• GIVEN EXERCISE:
Rewrite the lines of the records below as a numbered list, leaving out blank lines. Begin at the line that contains "Highlight the road sign with a bounding box." and stop after the line that contains "[0,0,1157,383]".

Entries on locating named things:
* * * * * * * * *

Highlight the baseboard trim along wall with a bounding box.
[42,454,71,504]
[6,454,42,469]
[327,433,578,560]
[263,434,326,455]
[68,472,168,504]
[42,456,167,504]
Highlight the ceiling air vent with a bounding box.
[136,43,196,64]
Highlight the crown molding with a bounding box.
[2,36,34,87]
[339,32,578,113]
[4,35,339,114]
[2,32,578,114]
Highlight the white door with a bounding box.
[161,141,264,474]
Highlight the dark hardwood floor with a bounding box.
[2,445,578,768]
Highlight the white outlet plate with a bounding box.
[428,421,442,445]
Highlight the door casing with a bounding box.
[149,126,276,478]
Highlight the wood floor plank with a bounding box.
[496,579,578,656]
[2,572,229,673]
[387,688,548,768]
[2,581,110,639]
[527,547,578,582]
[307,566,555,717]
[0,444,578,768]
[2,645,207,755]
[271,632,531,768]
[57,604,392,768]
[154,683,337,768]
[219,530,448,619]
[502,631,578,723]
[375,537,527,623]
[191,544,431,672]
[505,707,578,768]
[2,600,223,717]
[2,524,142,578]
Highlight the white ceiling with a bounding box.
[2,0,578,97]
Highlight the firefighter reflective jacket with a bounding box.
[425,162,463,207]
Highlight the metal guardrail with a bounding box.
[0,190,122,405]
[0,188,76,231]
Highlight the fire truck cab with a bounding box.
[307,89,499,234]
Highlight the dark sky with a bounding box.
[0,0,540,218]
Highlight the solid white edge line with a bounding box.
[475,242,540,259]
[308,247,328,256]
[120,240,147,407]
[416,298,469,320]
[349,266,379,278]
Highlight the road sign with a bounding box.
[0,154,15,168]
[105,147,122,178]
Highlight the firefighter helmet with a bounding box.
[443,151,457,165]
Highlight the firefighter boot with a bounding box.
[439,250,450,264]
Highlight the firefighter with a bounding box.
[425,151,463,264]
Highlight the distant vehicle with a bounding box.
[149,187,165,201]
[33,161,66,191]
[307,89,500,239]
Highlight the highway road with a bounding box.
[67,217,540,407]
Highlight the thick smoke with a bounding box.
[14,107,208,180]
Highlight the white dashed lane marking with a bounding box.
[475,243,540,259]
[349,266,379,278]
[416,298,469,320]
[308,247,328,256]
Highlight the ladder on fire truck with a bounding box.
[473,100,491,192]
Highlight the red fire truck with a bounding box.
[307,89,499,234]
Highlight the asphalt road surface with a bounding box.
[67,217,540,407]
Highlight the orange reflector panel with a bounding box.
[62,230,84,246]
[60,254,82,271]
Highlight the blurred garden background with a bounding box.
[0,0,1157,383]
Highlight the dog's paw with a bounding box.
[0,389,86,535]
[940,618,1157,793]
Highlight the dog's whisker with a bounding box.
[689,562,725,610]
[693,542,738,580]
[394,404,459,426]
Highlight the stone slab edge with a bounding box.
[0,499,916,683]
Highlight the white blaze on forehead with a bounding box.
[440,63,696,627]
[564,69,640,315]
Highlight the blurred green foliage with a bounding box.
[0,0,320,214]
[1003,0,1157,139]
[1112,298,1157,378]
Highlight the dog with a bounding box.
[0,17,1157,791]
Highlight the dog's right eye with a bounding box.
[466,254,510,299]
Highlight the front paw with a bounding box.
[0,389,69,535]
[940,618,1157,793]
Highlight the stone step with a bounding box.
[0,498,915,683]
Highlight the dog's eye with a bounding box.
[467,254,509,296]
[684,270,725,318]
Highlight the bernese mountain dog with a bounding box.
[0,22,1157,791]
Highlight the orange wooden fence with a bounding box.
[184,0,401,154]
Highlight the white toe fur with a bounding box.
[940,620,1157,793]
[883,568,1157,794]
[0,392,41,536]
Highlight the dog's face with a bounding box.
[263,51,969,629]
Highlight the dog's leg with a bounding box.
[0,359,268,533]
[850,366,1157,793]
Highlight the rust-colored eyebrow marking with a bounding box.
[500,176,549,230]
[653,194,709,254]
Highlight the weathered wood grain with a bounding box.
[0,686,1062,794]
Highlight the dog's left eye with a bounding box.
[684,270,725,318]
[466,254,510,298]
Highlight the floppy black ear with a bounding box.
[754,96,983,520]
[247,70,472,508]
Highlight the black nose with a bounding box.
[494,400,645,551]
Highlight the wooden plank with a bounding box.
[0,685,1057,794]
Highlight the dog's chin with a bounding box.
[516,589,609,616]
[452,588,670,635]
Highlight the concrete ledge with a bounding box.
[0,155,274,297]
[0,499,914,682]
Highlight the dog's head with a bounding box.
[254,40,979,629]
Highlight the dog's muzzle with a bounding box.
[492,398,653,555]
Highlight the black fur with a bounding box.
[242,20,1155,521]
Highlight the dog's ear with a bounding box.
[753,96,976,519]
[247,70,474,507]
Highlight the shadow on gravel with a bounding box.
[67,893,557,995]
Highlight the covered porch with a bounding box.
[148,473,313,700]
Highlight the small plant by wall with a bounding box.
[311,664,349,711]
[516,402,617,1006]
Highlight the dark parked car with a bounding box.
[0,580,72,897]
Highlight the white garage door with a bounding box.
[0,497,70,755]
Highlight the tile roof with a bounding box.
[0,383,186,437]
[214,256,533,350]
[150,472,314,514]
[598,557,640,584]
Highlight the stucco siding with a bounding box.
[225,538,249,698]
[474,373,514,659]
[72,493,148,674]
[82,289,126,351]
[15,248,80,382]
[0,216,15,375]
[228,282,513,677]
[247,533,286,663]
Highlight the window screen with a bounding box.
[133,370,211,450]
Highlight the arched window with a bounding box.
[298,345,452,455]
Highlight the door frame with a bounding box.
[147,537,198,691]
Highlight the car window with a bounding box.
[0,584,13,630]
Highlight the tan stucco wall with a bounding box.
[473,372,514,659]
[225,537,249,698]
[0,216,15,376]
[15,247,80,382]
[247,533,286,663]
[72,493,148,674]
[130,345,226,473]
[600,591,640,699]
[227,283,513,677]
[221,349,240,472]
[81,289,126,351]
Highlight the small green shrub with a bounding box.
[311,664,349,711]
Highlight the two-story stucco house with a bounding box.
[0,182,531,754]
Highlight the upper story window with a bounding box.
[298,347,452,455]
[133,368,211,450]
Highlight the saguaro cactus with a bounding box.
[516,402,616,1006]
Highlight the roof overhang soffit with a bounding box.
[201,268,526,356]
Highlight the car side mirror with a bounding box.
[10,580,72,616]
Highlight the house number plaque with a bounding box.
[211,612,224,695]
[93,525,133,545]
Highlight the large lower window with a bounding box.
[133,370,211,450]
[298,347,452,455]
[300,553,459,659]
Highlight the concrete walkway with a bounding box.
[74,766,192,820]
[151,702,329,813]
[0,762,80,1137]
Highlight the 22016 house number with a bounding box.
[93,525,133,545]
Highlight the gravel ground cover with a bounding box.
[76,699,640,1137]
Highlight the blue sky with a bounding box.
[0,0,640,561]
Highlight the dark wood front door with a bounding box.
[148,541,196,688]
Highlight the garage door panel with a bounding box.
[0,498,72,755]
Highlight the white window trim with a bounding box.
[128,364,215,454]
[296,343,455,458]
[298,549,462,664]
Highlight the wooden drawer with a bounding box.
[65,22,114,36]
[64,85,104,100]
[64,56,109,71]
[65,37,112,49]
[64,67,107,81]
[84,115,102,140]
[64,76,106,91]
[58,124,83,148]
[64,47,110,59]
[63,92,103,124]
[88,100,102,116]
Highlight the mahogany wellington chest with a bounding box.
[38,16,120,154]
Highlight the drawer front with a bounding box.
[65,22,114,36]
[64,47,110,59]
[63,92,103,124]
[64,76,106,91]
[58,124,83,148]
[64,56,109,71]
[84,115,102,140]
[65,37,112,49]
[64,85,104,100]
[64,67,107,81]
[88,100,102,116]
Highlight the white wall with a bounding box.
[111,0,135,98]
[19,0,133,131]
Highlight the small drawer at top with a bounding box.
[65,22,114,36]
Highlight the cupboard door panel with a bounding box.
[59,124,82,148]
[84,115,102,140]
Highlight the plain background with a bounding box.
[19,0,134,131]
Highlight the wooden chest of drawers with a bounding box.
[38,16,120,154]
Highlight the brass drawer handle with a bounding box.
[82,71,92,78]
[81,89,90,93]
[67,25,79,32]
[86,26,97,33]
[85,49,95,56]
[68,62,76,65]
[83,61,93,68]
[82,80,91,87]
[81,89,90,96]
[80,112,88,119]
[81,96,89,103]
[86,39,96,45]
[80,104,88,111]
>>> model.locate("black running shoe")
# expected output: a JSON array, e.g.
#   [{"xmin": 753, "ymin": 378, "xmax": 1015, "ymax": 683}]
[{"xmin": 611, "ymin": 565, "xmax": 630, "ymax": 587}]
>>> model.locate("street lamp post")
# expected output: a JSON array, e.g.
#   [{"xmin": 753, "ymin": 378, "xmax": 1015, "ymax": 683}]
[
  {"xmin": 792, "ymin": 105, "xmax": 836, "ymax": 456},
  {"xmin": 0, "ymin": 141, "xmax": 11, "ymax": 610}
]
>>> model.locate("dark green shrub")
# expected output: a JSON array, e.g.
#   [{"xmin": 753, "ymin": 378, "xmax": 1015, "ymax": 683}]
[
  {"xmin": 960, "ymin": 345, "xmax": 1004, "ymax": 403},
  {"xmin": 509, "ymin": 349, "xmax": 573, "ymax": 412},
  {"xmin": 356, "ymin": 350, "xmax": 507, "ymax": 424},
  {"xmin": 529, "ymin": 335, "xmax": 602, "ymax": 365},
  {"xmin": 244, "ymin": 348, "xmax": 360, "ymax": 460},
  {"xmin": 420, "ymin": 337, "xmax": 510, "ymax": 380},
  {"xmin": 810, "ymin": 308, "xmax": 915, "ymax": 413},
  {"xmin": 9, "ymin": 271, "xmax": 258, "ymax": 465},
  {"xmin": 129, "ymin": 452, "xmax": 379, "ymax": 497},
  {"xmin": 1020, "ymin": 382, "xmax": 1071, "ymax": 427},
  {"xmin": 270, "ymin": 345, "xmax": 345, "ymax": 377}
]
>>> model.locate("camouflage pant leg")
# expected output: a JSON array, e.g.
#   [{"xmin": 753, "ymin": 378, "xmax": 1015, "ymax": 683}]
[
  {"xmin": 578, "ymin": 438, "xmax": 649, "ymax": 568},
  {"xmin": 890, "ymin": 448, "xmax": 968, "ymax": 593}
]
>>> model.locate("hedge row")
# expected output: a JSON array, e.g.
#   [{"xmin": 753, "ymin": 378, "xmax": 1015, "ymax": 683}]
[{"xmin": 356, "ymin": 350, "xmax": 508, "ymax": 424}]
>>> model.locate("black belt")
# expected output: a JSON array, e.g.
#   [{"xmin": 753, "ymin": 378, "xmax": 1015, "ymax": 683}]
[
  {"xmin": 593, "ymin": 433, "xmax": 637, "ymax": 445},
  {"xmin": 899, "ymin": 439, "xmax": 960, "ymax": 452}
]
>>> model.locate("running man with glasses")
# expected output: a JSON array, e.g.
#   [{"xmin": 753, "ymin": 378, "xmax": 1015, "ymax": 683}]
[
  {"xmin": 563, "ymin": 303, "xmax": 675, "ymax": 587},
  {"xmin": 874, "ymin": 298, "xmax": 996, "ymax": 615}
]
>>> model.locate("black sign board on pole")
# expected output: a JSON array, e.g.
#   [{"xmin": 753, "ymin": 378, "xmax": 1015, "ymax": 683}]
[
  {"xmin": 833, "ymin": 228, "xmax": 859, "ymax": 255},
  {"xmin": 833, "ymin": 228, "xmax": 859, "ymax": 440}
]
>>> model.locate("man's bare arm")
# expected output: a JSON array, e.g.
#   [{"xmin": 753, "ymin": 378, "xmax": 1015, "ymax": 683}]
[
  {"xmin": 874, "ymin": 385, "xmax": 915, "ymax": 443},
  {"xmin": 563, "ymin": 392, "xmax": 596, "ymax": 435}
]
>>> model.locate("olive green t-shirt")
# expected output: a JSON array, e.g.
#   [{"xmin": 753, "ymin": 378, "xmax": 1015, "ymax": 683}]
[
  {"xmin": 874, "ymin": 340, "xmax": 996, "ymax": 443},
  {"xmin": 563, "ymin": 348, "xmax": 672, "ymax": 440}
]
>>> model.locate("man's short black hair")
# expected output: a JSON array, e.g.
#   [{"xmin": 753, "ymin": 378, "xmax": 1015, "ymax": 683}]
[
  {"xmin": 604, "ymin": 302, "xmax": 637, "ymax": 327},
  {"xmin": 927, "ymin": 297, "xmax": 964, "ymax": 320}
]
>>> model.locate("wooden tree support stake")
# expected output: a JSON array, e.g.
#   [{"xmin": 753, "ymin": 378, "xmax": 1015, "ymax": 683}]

* * * * * * * * *

• SOLUTION:
1. Highlight the road sign with a bounding box.
2. [0,154,15,168]
3. [105,147,122,178]
4. Highlight the firefighter helmet with a bounding box.
5. [443,151,457,165]
6. Highlight the firefighter boot with a bounding box.
7. [439,250,450,264]
8. Highlight the firefighter with a bounding box.
9. [425,151,463,264]
10. Highlight the distant vehicle with a bounding box.
11. [149,187,165,201]
12. [33,161,66,191]
13. [307,89,500,239]
14. Highlight the highway road with a bounding box.
15. [67,217,540,407]
16. Highlight the thick smoke with a bounding box.
17. [14,107,208,180]
18. Highlight the white dashed lane marking with a bounding box.
19. [475,243,540,259]
20. [349,266,379,278]
21. [416,298,469,320]
22. [308,247,328,256]
23. Highlight the ladder on fire truck with a bounding box.
24. [473,100,491,192]
25. Highlight the red fire truck with a bounding box.
26. [307,89,499,234]
27. Highlight the asphalt road surface with a bounding box.
28. [67,217,540,407]
29. Highlight the orange reflector panel with a bounding box.
30. [62,230,84,246]
31. [60,254,82,271]
32. Highlight the blurred garden background with a bounding box.
33. [0,0,1157,383]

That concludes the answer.